**GIVEN RECORDS:**
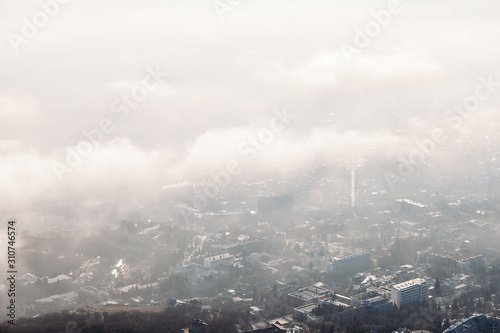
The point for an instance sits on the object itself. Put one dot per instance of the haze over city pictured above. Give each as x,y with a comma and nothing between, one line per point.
128,114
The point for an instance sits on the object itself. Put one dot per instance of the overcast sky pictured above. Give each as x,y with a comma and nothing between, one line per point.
229,70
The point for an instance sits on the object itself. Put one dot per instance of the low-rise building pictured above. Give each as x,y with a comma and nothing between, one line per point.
415,290
218,261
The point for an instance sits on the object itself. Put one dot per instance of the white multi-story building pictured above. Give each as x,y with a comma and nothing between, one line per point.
221,260
411,291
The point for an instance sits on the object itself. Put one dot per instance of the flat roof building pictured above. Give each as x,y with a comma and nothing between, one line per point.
415,290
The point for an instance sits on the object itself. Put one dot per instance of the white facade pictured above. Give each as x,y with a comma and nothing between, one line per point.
221,260
411,291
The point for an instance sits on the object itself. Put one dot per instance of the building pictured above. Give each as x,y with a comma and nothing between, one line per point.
411,291
468,325
272,205
356,262
308,295
219,261
410,207
379,304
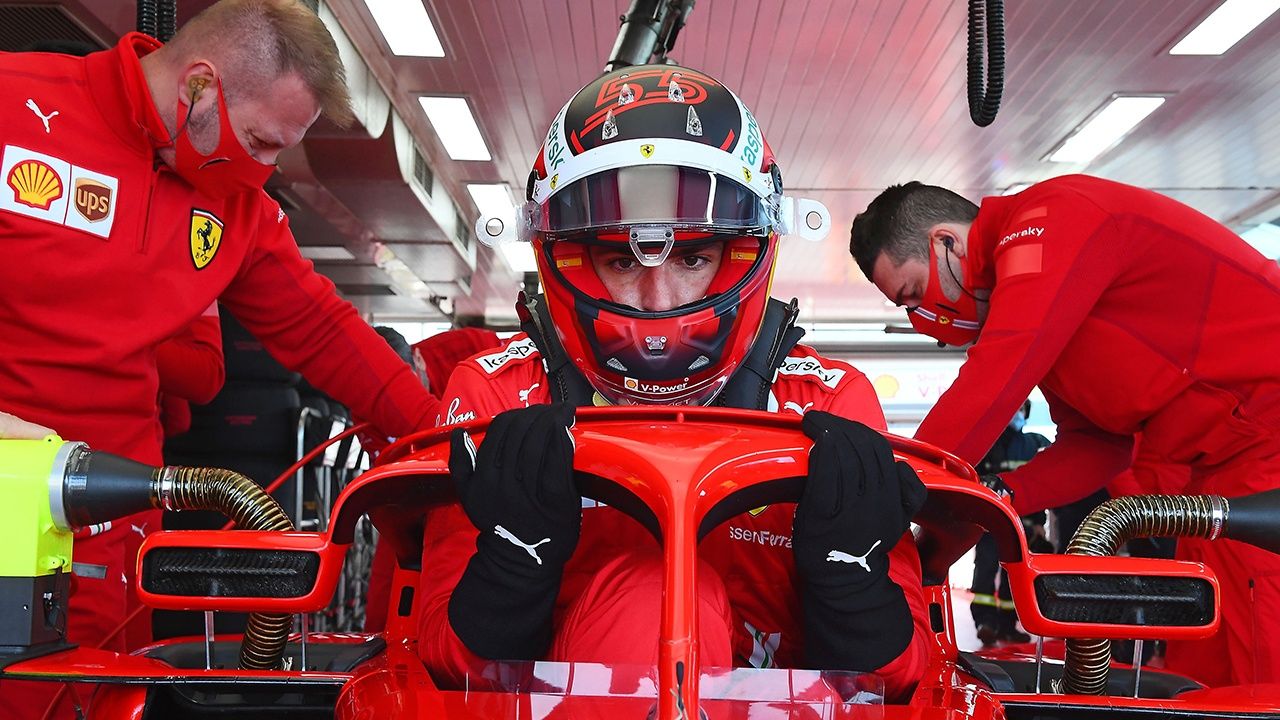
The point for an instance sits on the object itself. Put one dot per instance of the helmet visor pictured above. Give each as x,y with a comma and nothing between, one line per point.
667,195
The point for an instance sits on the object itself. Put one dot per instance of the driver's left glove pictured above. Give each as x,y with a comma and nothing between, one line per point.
519,491
856,504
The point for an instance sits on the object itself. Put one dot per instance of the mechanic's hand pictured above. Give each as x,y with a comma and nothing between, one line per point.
17,428
519,492
856,504
997,484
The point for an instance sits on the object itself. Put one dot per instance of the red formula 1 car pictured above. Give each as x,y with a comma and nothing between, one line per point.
680,472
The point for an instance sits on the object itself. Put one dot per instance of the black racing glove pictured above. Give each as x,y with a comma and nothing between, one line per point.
519,492
856,504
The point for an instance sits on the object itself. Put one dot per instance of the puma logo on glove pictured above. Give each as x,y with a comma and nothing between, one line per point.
837,556
530,548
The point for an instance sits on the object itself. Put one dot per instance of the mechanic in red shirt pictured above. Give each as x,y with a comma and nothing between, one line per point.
132,182
654,210
1134,314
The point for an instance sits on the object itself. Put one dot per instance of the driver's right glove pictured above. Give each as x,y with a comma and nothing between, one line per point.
519,492
856,504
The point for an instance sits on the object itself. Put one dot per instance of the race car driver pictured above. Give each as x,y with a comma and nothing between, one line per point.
131,199
1134,314
654,210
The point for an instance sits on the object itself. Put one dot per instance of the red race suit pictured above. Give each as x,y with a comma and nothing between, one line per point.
105,254
752,554
1134,314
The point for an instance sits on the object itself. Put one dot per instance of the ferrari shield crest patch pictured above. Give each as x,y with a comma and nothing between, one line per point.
206,237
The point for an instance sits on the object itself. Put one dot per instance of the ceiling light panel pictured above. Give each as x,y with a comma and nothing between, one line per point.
325,253
456,127
1106,127
493,200
1225,26
406,27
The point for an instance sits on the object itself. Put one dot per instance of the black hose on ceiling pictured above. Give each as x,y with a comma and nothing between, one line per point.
167,21
649,28
149,18
986,31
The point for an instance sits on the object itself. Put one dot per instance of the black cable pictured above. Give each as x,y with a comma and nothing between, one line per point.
986,28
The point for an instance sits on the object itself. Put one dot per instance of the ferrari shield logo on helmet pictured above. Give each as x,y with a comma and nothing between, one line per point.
206,237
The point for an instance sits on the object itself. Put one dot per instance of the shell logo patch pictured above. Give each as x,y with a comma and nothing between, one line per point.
206,237
92,200
35,185
46,187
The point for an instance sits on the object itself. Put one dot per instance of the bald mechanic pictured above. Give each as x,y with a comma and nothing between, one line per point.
133,178
1134,314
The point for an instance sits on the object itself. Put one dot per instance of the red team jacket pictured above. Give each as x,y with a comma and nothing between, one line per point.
105,253
750,552
1133,313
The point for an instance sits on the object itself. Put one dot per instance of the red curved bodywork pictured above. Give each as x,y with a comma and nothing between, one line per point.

**EXERCISE DETAILS:**
Keep every word of the data as it is when you write it out, but drop the pictures.

**WRITTEN SOLUTION:**
The point for an instance sits on the object itself. Put one dot per instance of the haze over city pictured above. Give each as x,y with a comma and nothing between, one line per point.
128,114
The point for an instance sits on the object itself. Put one dot per instance of the overcast sky pictured above. Give each as x,y with a comma and nothing between, one line per point.
229,70
The point for an instance sits on the object itself. Put one dot per instance of the low-rise building pictured above. Give each as x,y with a comma and nothing between, one line per point.
415,290
218,261
The point for an instance sits on the object itself. Put one dot per instance of the white multi-story building pictured above. Give each as x,y with a comma and nothing between, one line per point.
221,260
411,291
The point for an instance sits on the object itself. Put one dot per instance of the flat roof building pictured above. Give each as x,y with a comma and nothing between, one line per point.
415,290
The point for an instance sits on the object itself. Put one dot per instance of the white facade pictured above. Give each as x,y with a comma and nothing between, one line per point.
221,260
411,291
The point for an instance sits on the object itself. Put one dot per instance of the building pictured above. Give each as x,y with a comma and nothing between, one line per point.
411,291
468,325
272,205
356,262
308,295
219,261
410,207
379,304
The point for an instance sits on the object itself. Put one dot per instance of the helmet visor pictured above. Give each as x,y with a comma and nothing between, one line per point.
667,195
The point for an instance sits on the object itself. Put one dot per instance of the driver's left glove pictured above. Give each as x,y with a comma and nothing between, one line per point.
519,491
856,504
The point for an instance sits on the object itself. Put one dot per instance of the mechanic's hand pictured above. Give each as x,y with a comma and nothing between, one line per point.
17,428
519,492
856,504
997,484
The point for an instance sits on the object itself. Put one dot per instance of the red formula 1 car pictured above. Give each as x,y with a comma and nothing between, one line per point.
680,472
The point for an instance sits on the object itself. Put one dot per instance of the black racing glove pictured above. Give each as x,y with a comma and nothing between, one line per point.
519,492
856,504
The point for an instance sits on the object itself. Put one dot per instance of the puma logo on glove pictured above. Give each as x,y with a comma and nothing between, one line per point.
837,556
530,548
The point for an instance sits on the object itself. Put one dot per instance of the mechanic in red shirt pictured above. Give each as x,y with a comma and nothing between, one line per point.
132,182
654,210
1134,314
The point for an instance sits on the object itself. Put one dot per instance of the driver's right glove pictured above. Give each as x,y with a comma and nothing between, one line per point.
519,492
856,504
The point for an instance sits on the object itself. Put one dot per instance of the race car driver pictured above. Give each as x,y with a comma and nothing between, one line per point.
131,199
1134,314
654,210
The point for an instance sits on the object itself. Put one dot per instance of the red race suit pictured above. Give each as x,y with a comma and nothing between, one line per point.
105,254
752,554
1134,314
The point for an instance sits on the object itself. Put one dot per instance of the ferrari shield crest patch pictured above. Give each as x,y with a comma and nothing between, one line per point.
206,237
The point for an instance sits on the object itself. Put one dot per instance of the ceiling light panel pictured above. Give each as x,y with a comma and nothing between, one line per point.
325,253
456,127
1106,127
493,200
1225,26
406,27
The point for an instance sits on the object itself. Put one dot per instance of the black hose on ceiling pictured above. Give each as x,y with a comma and nothing between, one line per point.
167,21
649,28
149,18
986,31
The point for an instance sits on the object itself. Put one dot per instance of the black cable pictured above. Give each as x,y with a comma and nothing between, one line per point.
986,28
The point for an instance sits on the object itself. Put one dot per instance of the ferrari shield logo on helmet pictured above. Give each as x,y with a comma and nothing between, one line per point.
206,237
The point for an instance sits on the object itself. Put one dot per instance of the shell logo patch pictured above. Give each as x,y with a comma and nothing between, one line per point.
206,237
92,200
35,185
46,187
The point for an instance sits on the object itself. Put one dot per instance of the bald mechanic pictured above. Give each as x,y with a comma and nothing between, one line per point.
133,178
1134,314
The point for an instance sits on the object itself. Put one dot per instance of the red team jacket pictured above. Give each as x,y with a comma and nothing between, one line per point.
105,253
750,552
1133,313
The point for an instance sits on the object itself. Put one dot per instance of the red curved bodywork pictured above. Give each as x,y with a comma and nothing between, one line per point.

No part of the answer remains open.